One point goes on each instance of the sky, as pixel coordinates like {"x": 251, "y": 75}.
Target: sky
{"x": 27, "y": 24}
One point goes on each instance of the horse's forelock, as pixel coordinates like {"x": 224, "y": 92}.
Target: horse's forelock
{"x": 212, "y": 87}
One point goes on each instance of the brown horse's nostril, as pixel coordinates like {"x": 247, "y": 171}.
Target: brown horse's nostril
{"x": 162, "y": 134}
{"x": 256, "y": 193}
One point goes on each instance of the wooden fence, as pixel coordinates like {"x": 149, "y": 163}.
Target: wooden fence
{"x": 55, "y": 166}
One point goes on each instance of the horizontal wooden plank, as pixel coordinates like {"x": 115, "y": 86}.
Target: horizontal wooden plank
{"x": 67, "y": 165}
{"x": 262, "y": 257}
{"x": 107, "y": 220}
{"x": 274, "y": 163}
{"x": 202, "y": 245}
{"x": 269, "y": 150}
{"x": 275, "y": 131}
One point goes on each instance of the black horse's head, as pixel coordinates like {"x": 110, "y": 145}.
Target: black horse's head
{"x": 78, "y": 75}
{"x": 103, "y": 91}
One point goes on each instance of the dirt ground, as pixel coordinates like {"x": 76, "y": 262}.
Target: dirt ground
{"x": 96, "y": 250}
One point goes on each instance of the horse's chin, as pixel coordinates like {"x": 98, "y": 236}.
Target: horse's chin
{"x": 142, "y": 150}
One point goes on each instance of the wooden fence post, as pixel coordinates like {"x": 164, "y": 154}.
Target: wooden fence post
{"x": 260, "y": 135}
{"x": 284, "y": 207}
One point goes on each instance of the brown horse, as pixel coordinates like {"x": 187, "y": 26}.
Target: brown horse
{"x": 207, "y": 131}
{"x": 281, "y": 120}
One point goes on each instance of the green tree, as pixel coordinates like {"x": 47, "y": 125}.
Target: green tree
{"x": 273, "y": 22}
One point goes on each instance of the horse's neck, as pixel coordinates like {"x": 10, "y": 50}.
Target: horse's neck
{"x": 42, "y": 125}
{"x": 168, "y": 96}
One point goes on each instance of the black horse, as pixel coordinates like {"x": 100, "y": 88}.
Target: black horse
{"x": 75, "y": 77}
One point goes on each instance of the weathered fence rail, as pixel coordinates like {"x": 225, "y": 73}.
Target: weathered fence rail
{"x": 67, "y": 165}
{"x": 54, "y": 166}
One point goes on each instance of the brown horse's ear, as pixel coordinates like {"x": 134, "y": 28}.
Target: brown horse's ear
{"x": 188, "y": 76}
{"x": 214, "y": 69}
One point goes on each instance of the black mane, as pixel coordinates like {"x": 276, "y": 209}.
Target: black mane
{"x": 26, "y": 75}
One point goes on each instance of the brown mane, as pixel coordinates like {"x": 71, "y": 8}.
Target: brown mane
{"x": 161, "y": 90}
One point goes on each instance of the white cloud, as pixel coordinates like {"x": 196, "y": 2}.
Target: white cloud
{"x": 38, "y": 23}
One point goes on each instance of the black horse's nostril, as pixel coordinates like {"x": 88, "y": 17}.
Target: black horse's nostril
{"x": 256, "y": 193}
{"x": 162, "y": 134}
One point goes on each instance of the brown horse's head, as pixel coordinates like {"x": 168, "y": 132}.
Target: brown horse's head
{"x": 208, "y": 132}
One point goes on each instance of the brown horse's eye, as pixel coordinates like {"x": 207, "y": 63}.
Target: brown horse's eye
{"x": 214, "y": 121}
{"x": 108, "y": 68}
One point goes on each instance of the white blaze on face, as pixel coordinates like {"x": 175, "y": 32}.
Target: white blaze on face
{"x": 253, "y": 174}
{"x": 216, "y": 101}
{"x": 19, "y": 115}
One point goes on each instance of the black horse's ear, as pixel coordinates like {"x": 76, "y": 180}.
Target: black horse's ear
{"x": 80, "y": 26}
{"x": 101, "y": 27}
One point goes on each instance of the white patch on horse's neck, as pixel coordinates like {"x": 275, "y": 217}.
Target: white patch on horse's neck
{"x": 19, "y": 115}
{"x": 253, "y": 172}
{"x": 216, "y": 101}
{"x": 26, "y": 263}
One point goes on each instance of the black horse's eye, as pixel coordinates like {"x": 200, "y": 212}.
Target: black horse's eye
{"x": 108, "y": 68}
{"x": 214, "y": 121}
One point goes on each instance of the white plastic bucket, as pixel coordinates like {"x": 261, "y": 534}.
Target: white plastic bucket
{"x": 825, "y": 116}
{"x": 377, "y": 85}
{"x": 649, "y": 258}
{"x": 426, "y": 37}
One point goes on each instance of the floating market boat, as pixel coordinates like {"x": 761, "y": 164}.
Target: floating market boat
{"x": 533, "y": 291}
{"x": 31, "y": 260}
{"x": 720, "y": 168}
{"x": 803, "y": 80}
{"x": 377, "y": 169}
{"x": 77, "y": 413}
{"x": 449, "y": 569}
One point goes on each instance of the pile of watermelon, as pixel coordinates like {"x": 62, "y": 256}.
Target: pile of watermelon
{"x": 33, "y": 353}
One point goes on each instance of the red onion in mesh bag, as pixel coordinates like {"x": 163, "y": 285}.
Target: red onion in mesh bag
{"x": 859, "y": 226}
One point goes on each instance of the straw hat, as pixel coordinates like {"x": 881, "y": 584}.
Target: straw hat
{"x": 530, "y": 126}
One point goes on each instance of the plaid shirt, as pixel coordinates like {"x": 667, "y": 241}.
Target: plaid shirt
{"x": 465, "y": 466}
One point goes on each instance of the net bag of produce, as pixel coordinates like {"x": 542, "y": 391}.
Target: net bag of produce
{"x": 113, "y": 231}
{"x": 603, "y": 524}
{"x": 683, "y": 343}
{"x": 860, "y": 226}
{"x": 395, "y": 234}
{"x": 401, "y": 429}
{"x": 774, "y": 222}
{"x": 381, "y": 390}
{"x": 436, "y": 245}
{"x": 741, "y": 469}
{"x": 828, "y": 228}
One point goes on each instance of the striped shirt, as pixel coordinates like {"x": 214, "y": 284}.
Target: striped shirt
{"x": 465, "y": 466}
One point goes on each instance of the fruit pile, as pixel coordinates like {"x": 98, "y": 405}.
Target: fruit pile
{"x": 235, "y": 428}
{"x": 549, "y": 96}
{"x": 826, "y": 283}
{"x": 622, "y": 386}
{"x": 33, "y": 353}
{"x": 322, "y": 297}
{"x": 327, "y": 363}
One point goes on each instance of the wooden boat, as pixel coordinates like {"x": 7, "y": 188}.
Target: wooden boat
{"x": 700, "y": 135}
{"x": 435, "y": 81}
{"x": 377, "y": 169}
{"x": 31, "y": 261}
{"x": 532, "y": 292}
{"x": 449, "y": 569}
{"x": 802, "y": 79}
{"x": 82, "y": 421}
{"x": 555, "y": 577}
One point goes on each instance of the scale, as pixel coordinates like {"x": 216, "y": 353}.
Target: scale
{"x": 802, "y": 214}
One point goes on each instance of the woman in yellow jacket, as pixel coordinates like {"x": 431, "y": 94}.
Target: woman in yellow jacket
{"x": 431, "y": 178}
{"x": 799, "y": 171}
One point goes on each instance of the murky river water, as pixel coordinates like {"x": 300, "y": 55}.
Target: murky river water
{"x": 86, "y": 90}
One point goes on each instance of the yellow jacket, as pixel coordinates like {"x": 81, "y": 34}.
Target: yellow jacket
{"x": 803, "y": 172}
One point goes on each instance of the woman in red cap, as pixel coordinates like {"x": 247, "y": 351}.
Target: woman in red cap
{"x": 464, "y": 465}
- - -
→ **Your goal**: Reproduce every one of the entries above word for word, without changing anything.

→ **The answer**:
One point goes on each instance of the sky, as pixel coordinates like {"x": 251, "y": 75}.
Target: sky
{"x": 27, "y": 24}
One point goes on each instance of the horse's forelock, as pixel coordinates like {"x": 224, "y": 92}.
Target: horse's forelock
{"x": 212, "y": 87}
One point goes on each instance of the brown horse's nostril, as pixel coordinates like {"x": 247, "y": 171}.
Target: brown horse's nostril
{"x": 162, "y": 134}
{"x": 256, "y": 193}
One point goes on each instance of the wooden fence, as pixel coordinates like {"x": 149, "y": 163}.
Target: wooden fence
{"x": 55, "y": 166}
One point goes on each instance of the horizontal wooden plank, as pixel coordinates like {"x": 115, "y": 86}.
Target: horizontal wooden plank
{"x": 67, "y": 165}
{"x": 262, "y": 257}
{"x": 107, "y": 220}
{"x": 274, "y": 163}
{"x": 202, "y": 245}
{"x": 269, "y": 150}
{"x": 275, "y": 131}
One point goes on each instance of the black horse's head, as pixel coordinates like {"x": 110, "y": 145}.
Target: black horse's head
{"x": 78, "y": 75}
{"x": 103, "y": 91}
One point goes on each instance of the dirt ground, as pixel coordinates like {"x": 76, "y": 262}.
Target: dirt ground
{"x": 96, "y": 250}
One point goes on each instance of the horse's chin, as pixel coordinates like {"x": 98, "y": 236}.
Target: horse's chin
{"x": 142, "y": 150}
One point goes on each instance of the wooden fence post, as pixel coordinates like {"x": 164, "y": 154}.
Target: wooden fence post
{"x": 260, "y": 135}
{"x": 284, "y": 207}
One point goes on each instance of the brown horse, as pixel coordinates like {"x": 187, "y": 26}.
Target: brown horse
{"x": 207, "y": 131}
{"x": 281, "y": 120}
One point goes on each instance of the green tree, as pixel coordinates like {"x": 47, "y": 125}.
Target: green tree
{"x": 273, "y": 22}
One point goes on each instance of the horse's neck, as pixel coordinates like {"x": 10, "y": 50}.
Target: horse's neck
{"x": 42, "y": 125}
{"x": 168, "y": 96}
One point goes on each instance of the black horse, as pixel coordinates like {"x": 100, "y": 88}.
Target: black horse
{"x": 75, "y": 77}
One point goes on each instance of the weathered fence rail, as pixel coordinates like {"x": 225, "y": 73}.
Target: weathered fence rail
{"x": 67, "y": 165}
{"x": 54, "y": 166}
One point goes on each instance of the brown horse's ear, as pixel coordinates like {"x": 134, "y": 28}.
Target: brown horse's ear
{"x": 188, "y": 76}
{"x": 214, "y": 69}
One point goes on each instance of the black mane, as pixel coordinates like {"x": 276, "y": 209}.
Target: black mane
{"x": 26, "y": 75}
One point goes on each instance of the brown mane, as pixel coordinates like {"x": 71, "y": 8}.
Target: brown mane
{"x": 161, "y": 90}
One point goes on each instance of the white cloud, as pixel coordinates like {"x": 196, "y": 2}.
Target: white cloud
{"x": 38, "y": 23}
One point goes on each instance of the black horse's nostril, as pixel coordinates like {"x": 88, "y": 17}.
Target: black horse's nostril
{"x": 256, "y": 193}
{"x": 162, "y": 134}
One point goes on each instance of the brown horse's head, as pixel coordinates like {"x": 168, "y": 132}.
Target: brown horse's head
{"x": 208, "y": 132}
One point goes on each instance of the brown horse's eye, as pixel coordinates like {"x": 207, "y": 63}.
Target: brown horse's eye
{"x": 214, "y": 121}
{"x": 108, "y": 68}
One point goes on each instance of the white blaze on face, as pixel coordinates like {"x": 175, "y": 32}.
Target: white blaze on face
{"x": 253, "y": 174}
{"x": 216, "y": 101}
{"x": 19, "y": 115}
One point goes on each instance of the black horse's ear, as pixel coordinates like {"x": 76, "y": 180}.
Target: black horse's ear
{"x": 80, "y": 26}
{"x": 101, "y": 27}
One point goes on each instance of the white patch on horse's neck, as pixel coordinates like {"x": 275, "y": 217}.
Target: white patch on horse's neck
{"x": 19, "y": 115}
{"x": 253, "y": 172}
{"x": 216, "y": 101}
{"x": 26, "y": 263}
One point goes on each instance of the black horse's eye, as pixel coordinates like {"x": 200, "y": 212}.
Target: black horse's eye
{"x": 108, "y": 68}
{"x": 214, "y": 121}
One point goes on each instance of the white plastic bucket, as pixel coordinates like {"x": 261, "y": 534}.
Target: white plastic bucket
{"x": 825, "y": 116}
{"x": 377, "y": 85}
{"x": 649, "y": 258}
{"x": 426, "y": 37}
One point goes on each instance of the floating market boat, as pixel coordinates like {"x": 761, "y": 164}.
Target: floating market boat
{"x": 533, "y": 291}
{"x": 31, "y": 260}
{"x": 720, "y": 168}
{"x": 803, "y": 80}
{"x": 377, "y": 169}
{"x": 77, "y": 413}
{"x": 449, "y": 569}
One point goes on each instance of the pile of watermelon, as pixel coordinates like {"x": 62, "y": 256}.
Target: pile of watermelon
{"x": 33, "y": 353}
One point goes on each instance of the red onion in mesh bag, as pixel coordinates like {"x": 163, "y": 285}.
Target: red onion in mesh bag
{"x": 859, "y": 226}
One point goes on each instance of the straw hat, as pixel coordinates like {"x": 881, "y": 584}.
Target: straw hat
{"x": 530, "y": 126}
One point goes on each instance of the plaid shirt, as pixel coordinates like {"x": 667, "y": 241}.
Target: plaid shirt
{"x": 465, "y": 466}
One point goes on each instance of the net bag of produce, as pixel coordinates like {"x": 542, "y": 391}.
Target: net bag of produce
{"x": 113, "y": 231}
{"x": 603, "y": 524}
{"x": 683, "y": 343}
{"x": 860, "y": 226}
{"x": 395, "y": 234}
{"x": 401, "y": 429}
{"x": 774, "y": 222}
{"x": 381, "y": 390}
{"x": 436, "y": 245}
{"x": 741, "y": 469}
{"x": 828, "y": 228}
One point goes on each instance of the striped shirt, as pixel coordinates like {"x": 214, "y": 284}.
Target: striped shirt
{"x": 465, "y": 466}
One point goes on each instance of the fruit pile, as pixel coordinates like {"x": 98, "y": 405}.
Target: fruit pile
{"x": 235, "y": 428}
{"x": 549, "y": 96}
{"x": 826, "y": 283}
{"x": 622, "y": 386}
{"x": 33, "y": 353}
{"x": 322, "y": 297}
{"x": 327, "y": 363}
One point goes on each instance of the wooden boat, as pixel coordinates like {"x": 7, "y": 188}.
Target: wooden boat
{"x": 700, "y": 135}
{"x": 435, "y": 81}
{"x": 377, "y": 169}
{"x": 31, "y": 261}
{"x": 532, "y": 292}
{"x": 449, "y": 569}
{"x": 802, "y": 79}
{"x": 82, "y": 421}
{"x": 555, "y": 577}
One point goes on each instance of the scale, as pixel coordinates like {"x": 216, "y": 353}.
Target: scale
{"x": 802, "y": 214}
One point goes on each instance of the woman in yellow jacket, as pixel coordinates like {"x": 431, "y": 94}.
Target: woman in yellow jacket
{"x": 431, "y": 178}
{"x": 799, "y": 171}
One point goes on each instance of the murky river water, as pixel coordinates like {"x": 300, "y": 55}.
Target: murky river water
{"x": 86, "y": 90}
One point goes on each instance of the yellow jacket, as pixel coordinates like {"x": 81, "y": 34}.
Target: yellow jacket
{"x": 803, "y": 172}
One point goes on each instance of the woman in red cap, as pixel coordinates like {"x": 247, "y": 351}.
Target: woman in red cap
{"x": 464, "y": 465}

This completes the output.